WORK TASK:
Nothing in the data below may be left out; return all of it exactly.

INPUT RECORDS:
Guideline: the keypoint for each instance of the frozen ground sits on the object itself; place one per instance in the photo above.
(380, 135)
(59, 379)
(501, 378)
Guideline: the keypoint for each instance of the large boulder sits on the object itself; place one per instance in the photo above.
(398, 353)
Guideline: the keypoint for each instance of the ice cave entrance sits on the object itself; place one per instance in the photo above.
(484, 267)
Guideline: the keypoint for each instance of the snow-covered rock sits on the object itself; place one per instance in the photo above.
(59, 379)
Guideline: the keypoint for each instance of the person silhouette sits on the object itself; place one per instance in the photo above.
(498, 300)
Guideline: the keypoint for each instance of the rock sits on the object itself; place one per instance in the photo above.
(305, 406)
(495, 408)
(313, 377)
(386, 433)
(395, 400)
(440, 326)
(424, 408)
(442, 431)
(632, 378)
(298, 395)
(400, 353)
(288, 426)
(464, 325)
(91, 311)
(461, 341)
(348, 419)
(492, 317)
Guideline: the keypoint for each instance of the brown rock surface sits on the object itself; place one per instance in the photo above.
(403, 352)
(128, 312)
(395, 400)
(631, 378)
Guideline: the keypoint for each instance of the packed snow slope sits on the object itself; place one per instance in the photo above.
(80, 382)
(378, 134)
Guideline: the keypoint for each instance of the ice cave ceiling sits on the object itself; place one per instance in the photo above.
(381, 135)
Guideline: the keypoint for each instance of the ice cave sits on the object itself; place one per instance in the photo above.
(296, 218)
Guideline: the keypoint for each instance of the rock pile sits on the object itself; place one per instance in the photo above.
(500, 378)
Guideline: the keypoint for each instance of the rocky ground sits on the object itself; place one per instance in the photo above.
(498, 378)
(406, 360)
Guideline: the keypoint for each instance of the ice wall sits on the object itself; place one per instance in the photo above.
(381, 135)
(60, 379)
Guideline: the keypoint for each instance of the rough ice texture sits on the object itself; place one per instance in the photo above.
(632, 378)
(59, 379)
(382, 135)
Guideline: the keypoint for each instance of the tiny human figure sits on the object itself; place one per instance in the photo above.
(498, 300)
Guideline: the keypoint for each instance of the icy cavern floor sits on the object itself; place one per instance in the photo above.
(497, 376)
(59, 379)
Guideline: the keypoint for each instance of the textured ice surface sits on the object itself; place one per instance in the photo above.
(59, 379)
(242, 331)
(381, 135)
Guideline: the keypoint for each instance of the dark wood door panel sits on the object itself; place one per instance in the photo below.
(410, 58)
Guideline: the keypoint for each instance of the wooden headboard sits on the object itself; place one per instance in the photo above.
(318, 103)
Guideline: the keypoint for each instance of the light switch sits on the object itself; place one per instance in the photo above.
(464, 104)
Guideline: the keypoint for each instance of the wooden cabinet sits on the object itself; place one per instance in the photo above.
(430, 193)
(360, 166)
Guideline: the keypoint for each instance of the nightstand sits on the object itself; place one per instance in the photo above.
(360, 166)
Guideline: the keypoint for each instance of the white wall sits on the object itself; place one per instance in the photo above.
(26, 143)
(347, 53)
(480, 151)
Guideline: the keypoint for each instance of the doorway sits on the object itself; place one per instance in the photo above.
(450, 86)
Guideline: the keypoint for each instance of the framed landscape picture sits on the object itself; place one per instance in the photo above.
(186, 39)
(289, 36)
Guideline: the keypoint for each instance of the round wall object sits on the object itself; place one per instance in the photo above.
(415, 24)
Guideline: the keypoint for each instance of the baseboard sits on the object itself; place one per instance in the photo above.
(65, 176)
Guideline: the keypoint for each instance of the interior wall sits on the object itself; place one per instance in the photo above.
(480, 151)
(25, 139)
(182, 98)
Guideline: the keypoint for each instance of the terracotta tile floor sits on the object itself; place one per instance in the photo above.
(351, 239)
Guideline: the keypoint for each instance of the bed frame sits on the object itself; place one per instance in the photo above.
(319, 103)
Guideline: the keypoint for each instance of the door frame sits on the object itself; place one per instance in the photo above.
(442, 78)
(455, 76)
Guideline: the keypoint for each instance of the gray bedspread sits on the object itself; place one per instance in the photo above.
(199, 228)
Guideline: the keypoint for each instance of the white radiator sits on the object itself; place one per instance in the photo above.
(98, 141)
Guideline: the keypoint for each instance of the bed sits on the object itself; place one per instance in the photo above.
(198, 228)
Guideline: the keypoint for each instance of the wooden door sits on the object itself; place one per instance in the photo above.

THE COMPLETED TASK:
Guideline: the keypoint for each instance of the frozen ground sits on the object itself; place one per instance in the photo above.
(380, 135)
(59, 379)
(501, 378)
Guideline: the keypoint for each instance of the large boulder sits on the object itself; place one per instance in the photo above.
(398, 353)
Guideline: the keypoint for each instance of the ice cave entrance sits on the object itself; place one per instance in the photo above.
(484, 267)
Guideline: the keypoint for each instance of the snow-covered rock sits on the object itself; place one per instance in the photo above.
(59, 379)
Guideline: the keypoint for each instance of the person silhouette sits on the object itself; place one per instance in the photo above.
(498, 300)
Guideline: the keypoint for each instance of the rock sits on the object itself; place one per instance in the photo above.
(305, 406)
(495, 408)
(313, 377)
(386, 433)
(395, 400)
(440, 326)
(424, 408)
(442, 431)
(632, 378)
(298, 395)
(400, 353)
(288, 426)
(464, 325)
(91, 311)
(461, 341)
(348, 419)
(492, 317)
Guideline: the keypoint for each instance of the brown rock surface sits on the object itself; place one per instance in the photo above.
(403, 352)
(128, 312)
(395, 400)
(631, 378)
Guideline: the keypoint for each instance of the packed snow slope sits on the object itself; place one per instance in the photo above.
(80, 382)
(378, 134)
Guideline: the keypoint for each instance of the ice cave ceiling sits on the object itself; place one per instance in the photo above.
(381, 135)
Guideline: the keypoint for each instance of the ice cave sits on the object itself; place one per instance in the photo above.
(296, 218)
Guideline: the keypoint for each instance of the rock pile sits on the object itself; place one per instance in the photo above.
(500, 378)
Guideline: the keypoint for each instance of the rocky ground sits on the object itself; place one per instance in the photo above.
(498, 378)
(406, 360)
Guideline: the keypoint for each instance of the ice wall sits on the object itself; place one per instance in the photo above.
(381, 135)
(60, 379)
Guideline: the keypoint for each instance of the rough ice texture sits on the object itself; place one per instance in the photo above.
(632, 378)
(59, 379)
(382, 135)
Guideline: the keypoint for each instance of the tiny human figure sits on the object itself; place one per instance in the photo above.
(498, 300)
Guideline: the keypoint for each instance of the icy cavern floor sits on the object itself; place one per instance in the photo above.
(497, 376)
(59, 379)
Guideline: the keypoint for each instance of the textured ice surface sits on the object itself; place one per instance in the photo above.
(59, 379)
(242, 331)
(381, 135)
Guideline: the keypoint for each instance of the dark wood door panel sits on the object itself; place one per instance in the photo below.
(410, 58)
Guideline: the keypoint for each instance of the wooden headboard sits on the object itself; place one per instance in the photo above.
(318, 103)
Guideline: the keypoint for each instance of the light switch sits on the object itself; place one per instance in the photo above.
(464, 104)
Guideline: the keypoint for each instance of the wooden cabinet sits on the object itself; place one per instance in the photo above.
(430, 193)
(360, 166)
Guideline: the keypoint for each instance of the nightstand sits on the object itself; place one per instance in the photo above.
(360, 166)
Guideline: the keypoint for each instance of the white wall sits on the object itself; place one per instance in the photo above.
(26, 143)
(347, 53)
(480, 151)
Guideline: the keypoint for each instance of the doorway sits on the object itself; place one per instance in the photo above.
(450, 86)
Guideline: the keypoint for each instance of the framed landscape picture sits on the object itself; place one per instance in the photo above.
(186, 39)
(289, 36)
Guideline: the keypoint for each instance of the round wall object sits on the object itself; place one per instance in the photo above.
(415, 24)
Guideline: the keypoint for each instance of the baseboard sits on the object itself; place one per instance in the photo above.
(65, 176)
Guideline: the keypoint for each instance of the interior wall sits on the object itself; place one per instance in the photo above.
(480, 151)
(25, 139)
(182, 98)
Guideline: the keypoint for each instance of the terracotta tile floor sits on the object itself; place one per instance in the photo above.
(351, 239)
Guideline: the keypoint for each instance of the bed frame sits on the object itself; place one per instance in the photo above.
(319, 103)
Guideline: the keypoint for each instance of the door frame sits on the object itself; place one per instance in the photo above.
(442, 78)
(455, 76)
Guideline: the keypoint for each instance of the gray bedspread sits on the object itself; place one per instance in the photo above.
(199, 228)
Guideline: the keypoint for each instance of the white radiator sits on the object itself; place one per instance in the photo above.
(98, 141)
Guideline: the keypoint for each instance of the bed sits on the object itself; place one per instance in the photo above.
(198, 228)
Guideline: the keypoint for each instance of the wooden door sits on the object itself; place one per instance in the photo above.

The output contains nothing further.